PAGE EXTRACT –
"""
Where Public Radio Rocks

Where does public radio rock—or even rule? And why?

To start answering those questions, I looked through Nielsen‘s radio station ratings, which are on the Radio Online site. I dug down through all the surveyed markets, from #1 (New York NY) through #269 (Las Cruces-Deming NM), and pulled out the top 31 markets for public radio (where the share was over 6.0 — all numbers are % of all listening within a geographic market). Here ya go:

  1. Santa Barbara CA (where KCLU is #1), 23.4
  2. Burlington VT (where WVPS is #1), 17.2
  3. Montpelier-Barre-Waterbury VT (where WVPS is #1), 17.0
  4. Asheville NC (where WCQS/WYQS is #2 with 11.8 and WNCW is #3 with 4.0)
  5. Ann Arbor, MI (where WUOM is #1 and WEMU is tied at #2), 15.1
  6. Cape Cod MA (where WCAI is #2), 14.6
  7. Portland OR (where KOPB is tied at #2), 12.6
  8. Denver-Boulder CO (where KCFR is #1), 12.3
  9. Austin TX (where KUT is #1), 11.3
  10. Eugene-Springfield (where KLCC is #2), 11.3
  11. Washington, DC (where WAMU is #2 and sometimes #1), 11.3
  12. San Francisco CA (where KQED has been #1 through the all the posted surveys), 11.0
  13. Seattle-Takoma WA (where KUOW has been #1 through the all the posted surveys), 10.9
  14. Raleigh-Durham NC (where WUNC is #4), 10.6
  15. Portland ME (where WMEA is #1), 10.5
  16. San Jose CA (where KQED is #3), 9.9
  17. Concord (Lakes Regions) NH (where WEVO is #1) 9.3
  18. Boston MA (where WBUR is #7), 8.9
  19. San Luis Obispo CA (where KCBX is #2), 8.9
  20. Columbia MO (where KBIA is #4), 8.6
  21. Tallahassee FL (where WFSU is #3), 8.6
  22. Washington DC (where WAMU is #2 and sometimes #1), 8.6
  23. Sarasota-Bradenton FL (where WUSF is #2 and WSMR is #3) 8.2
  24. Monterey CA (where KAZU was #2), 7.7
  25. Gainesville-Ocala FL (where WUFT is #4), 7.3
  26. New Haven CT (where WSHU is #6), 7.3
  27. Lafayette IN (where WBAA-AM is #1 and WBAA-FM is #3), 7.0
  28. Traverse City-Petoskey-Cadillac MI  (where WICA is #7), 6.7
  29. Hartford-New Britain CT (where WNPR is #9), 6.5
  30. Oxnard-Ventura CA (where KCLU is #4), 6.3
  31. Grand Junction CO (where KPRN is #5), 6.1
  32. San Diego, CA (where KPBS is a near-constant #1). It is 6.3 in December 2019, as I’m adding it, after a reader spotted my oversight in leaving San Diego out of this list.
"""
TASK REQUIREMENTS –
1. Translate this sentence from the public radio ratings article into Spanish: "Where does public radio rock—or even rule?"
2. Pick out every line of the records that contains the string "bicycle", and copy each one. Matching is case-sensitive.
The public radio ratings article has no connection to the records.

SUPPLIED MATERIAL –
"""
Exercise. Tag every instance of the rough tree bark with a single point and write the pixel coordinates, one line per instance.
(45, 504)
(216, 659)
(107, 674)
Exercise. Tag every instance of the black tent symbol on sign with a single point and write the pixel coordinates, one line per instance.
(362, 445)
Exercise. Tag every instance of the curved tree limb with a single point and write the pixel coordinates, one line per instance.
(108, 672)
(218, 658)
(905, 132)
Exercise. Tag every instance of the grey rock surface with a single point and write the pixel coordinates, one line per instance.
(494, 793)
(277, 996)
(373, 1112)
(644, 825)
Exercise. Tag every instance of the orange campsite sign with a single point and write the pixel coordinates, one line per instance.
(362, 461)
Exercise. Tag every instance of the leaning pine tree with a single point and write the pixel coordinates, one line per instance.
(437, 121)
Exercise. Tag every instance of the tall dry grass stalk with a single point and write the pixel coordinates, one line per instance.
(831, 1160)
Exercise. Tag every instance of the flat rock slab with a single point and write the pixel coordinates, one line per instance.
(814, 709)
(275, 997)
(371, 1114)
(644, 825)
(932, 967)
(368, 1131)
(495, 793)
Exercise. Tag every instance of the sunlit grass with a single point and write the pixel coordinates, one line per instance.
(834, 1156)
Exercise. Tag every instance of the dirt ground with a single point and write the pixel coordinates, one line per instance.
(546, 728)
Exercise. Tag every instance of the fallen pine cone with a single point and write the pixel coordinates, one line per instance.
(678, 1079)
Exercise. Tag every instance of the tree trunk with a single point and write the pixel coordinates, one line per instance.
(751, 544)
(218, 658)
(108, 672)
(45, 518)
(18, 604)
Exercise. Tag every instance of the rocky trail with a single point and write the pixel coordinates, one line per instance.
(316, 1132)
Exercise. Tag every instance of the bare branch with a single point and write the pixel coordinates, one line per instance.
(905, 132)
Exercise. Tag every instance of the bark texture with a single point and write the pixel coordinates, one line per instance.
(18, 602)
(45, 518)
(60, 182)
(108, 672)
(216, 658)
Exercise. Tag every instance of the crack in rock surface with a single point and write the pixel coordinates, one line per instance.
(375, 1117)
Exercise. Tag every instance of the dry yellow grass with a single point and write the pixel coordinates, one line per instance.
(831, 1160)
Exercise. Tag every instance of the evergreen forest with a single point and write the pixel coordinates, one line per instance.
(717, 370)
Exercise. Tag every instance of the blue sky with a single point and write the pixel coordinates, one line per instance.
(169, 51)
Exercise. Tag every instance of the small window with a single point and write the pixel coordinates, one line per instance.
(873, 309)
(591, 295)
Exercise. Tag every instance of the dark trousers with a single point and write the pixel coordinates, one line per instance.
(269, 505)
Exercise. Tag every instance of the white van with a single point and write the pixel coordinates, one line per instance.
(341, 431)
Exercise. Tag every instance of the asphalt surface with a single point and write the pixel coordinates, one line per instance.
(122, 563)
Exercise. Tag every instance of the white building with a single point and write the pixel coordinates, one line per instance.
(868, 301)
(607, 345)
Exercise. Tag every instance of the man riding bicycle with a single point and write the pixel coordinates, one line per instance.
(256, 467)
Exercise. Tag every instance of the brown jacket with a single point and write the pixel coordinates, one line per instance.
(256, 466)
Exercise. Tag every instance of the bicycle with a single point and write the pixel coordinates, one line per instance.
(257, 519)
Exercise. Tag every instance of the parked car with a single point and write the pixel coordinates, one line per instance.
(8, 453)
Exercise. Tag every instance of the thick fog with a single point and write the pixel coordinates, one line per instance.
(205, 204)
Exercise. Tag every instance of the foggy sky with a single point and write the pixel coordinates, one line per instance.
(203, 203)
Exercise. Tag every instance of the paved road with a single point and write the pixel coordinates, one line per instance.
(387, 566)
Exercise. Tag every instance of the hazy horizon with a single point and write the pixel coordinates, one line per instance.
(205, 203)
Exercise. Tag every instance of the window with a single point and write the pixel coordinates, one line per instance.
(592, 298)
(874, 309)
"""
RESPONSES BY TASK –
1. ¿Dónde triunfa la radio pública, o incluso reina?

2.
Exercise. Tag every instance of the man riding bicycle with a single point and write the pixel coordinates, one line per instance.
Exercise. Tag every instance of the bicycle with a single point and write the pixel coordinates, one line per instance.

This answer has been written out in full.